Problem →
Please gather every line in the entries below that contains the word "blind". Case counts.

(Entries from an annotation dataset)
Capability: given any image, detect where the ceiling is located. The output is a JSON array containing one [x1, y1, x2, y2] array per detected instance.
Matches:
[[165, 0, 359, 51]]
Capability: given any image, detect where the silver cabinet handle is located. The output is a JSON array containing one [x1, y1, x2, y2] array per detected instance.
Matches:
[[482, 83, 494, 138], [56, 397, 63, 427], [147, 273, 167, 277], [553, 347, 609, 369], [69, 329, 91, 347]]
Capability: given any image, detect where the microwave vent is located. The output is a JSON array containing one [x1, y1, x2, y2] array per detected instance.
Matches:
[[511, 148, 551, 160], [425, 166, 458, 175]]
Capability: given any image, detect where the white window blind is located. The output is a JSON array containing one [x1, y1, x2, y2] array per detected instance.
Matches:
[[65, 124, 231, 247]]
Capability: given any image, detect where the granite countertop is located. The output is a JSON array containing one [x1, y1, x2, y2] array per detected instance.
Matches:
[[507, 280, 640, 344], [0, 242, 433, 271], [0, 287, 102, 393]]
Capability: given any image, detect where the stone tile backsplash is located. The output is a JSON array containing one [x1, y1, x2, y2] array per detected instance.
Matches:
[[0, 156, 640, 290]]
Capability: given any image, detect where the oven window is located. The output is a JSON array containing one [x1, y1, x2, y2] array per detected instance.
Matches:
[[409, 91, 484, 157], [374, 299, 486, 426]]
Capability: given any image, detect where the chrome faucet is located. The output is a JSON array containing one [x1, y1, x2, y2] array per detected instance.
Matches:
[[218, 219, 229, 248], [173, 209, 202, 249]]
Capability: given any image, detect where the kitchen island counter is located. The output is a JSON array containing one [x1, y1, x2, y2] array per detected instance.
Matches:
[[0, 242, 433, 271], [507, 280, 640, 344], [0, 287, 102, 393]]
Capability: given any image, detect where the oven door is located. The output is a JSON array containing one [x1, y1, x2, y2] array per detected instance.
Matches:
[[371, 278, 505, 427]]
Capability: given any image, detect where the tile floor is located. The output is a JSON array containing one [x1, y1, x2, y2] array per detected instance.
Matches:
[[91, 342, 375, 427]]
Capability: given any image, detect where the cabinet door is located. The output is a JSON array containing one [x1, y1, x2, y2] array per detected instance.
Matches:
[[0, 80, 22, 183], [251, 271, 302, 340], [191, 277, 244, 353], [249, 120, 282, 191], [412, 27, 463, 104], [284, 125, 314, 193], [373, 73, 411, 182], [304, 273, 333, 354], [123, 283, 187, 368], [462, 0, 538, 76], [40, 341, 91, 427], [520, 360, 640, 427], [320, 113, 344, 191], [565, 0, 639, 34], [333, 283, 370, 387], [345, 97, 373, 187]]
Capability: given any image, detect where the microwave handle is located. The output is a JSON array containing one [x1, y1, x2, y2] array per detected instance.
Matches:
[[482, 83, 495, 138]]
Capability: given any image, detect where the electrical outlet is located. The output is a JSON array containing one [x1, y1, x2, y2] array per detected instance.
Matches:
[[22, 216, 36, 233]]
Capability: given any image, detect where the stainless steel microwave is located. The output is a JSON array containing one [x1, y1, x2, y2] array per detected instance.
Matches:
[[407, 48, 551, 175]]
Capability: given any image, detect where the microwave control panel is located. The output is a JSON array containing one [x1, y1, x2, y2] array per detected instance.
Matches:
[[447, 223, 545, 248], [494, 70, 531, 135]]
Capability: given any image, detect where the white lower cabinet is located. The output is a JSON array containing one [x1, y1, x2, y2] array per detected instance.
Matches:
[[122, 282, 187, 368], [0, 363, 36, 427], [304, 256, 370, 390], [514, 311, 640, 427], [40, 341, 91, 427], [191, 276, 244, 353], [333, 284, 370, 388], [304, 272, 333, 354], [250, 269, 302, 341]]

Answer to this exercise →
Capability: given any image, detect where the white window blind is located. The output is a JSON array containing one [x1, y1, x2, y2] array per detected instance.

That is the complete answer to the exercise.